**** Provided data
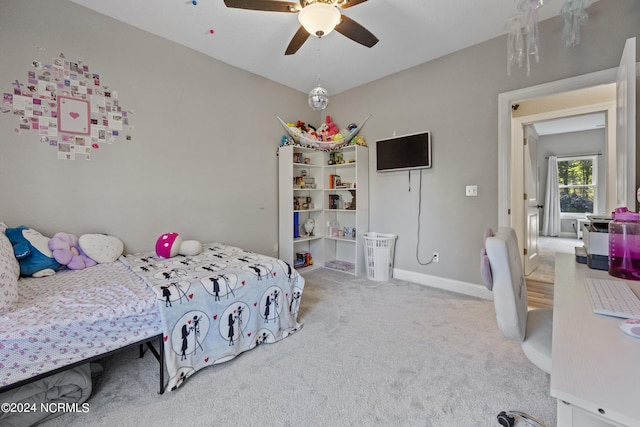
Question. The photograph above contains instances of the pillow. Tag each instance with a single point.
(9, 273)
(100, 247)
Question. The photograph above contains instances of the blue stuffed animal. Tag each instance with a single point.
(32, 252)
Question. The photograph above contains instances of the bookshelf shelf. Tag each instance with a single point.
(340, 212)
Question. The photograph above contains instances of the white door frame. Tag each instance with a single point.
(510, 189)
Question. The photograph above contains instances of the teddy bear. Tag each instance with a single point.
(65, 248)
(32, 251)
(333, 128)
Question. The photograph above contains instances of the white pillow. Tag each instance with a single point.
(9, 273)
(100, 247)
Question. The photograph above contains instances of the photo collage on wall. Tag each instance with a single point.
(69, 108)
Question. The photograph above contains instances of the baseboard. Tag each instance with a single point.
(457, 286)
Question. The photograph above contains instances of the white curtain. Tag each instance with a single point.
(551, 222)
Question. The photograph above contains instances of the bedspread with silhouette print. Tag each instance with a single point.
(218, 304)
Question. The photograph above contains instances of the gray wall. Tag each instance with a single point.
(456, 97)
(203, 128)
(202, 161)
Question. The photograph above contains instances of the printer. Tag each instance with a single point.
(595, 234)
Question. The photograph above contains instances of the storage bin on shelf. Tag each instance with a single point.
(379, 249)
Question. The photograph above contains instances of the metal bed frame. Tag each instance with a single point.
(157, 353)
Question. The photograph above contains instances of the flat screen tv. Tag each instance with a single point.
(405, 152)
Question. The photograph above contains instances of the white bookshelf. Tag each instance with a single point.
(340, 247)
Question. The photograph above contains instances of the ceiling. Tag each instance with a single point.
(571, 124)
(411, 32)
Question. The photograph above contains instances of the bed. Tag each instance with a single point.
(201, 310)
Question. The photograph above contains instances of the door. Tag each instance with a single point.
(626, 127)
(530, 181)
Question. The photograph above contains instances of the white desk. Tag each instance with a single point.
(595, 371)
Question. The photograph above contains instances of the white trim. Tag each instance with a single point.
********
- _Task prompt_: Copy out the records above in full, exactly as written, but not the pictures.

- _Task output_:
Question. The photograph above contains instances of the pillow. Tag each instance with a single point.
(9, 273)
(100, 247)
Question. The photograph above contains instances of the blue stuffed animal. Tag each instance with a single point.
(32, 252)
Question. The photograph above contains instances of the bookshelf shelf. Tag each instance with a single point.
(340, 212)
Question. The photograph above contains instances of the white door frame. Tag each instance with a single point.
(510, 189)
Question. The photograph above contains instances of the teddy bear. Tag each instance with a single point.
(65, 248)
(32, 251)
(333, 128)
Question. The photograph above contains instances of the white pillow. Tag each instance with a single point.
(9, 273)
(100, 247)
Question. The photograph above contains instances of the photo collage on wall. Tag each instance with a single point.
(69, 108)
Question. The photograph above contains instances of the baseboard. Tag each instance with a single point.
(457, 286)
Question. The photograph above contains instances of the white curtain. Tag each instance with a single point.
(551, 222)
Question. The photograph above contains instances of the bedspread with silhouette print. Tag each instance with a single point.
(218, 304)
Question. The photograph above contains instances of the gray wall. Tag each instance with a single point.
(456, 97)
(203, 128)
(202, 161)
Question. The photograph above contains instances of the printer. Tag each instance with a single point.
(595, 234)
Question. The photograph above contains instances of the storage bin on shelf. Tag each instance with a single point.
(379, 249)
Question. The photograph above contains instances of the metal bed frame. Tag each instance with a single point.
(157, 353)
Question. The photograph above contains instances of the flat screen tv. Tag each instance with a single point.
(405, 152)
Question. The photograph above contains instances of the white bookshelf. Tag each instance with a single point.
(340, 247)
Question. The photograph above contains instances of the ceiling. Tag each instance with a single point.
(571, 124)
(411, 32)
Question. The photograph above contains instances of the bed. Tag each instance with a single point.
(201, 310)
Question. The photograph above contains instances of the door. Tag each instance with a single point.
(626, 127)
(530, 181)
Question. The photograph above contains instances of the white desk. Tag each instance with a single point.
(595, 371)
Question. The photograph above contains instances of the white trim. Tag each instance with a single point.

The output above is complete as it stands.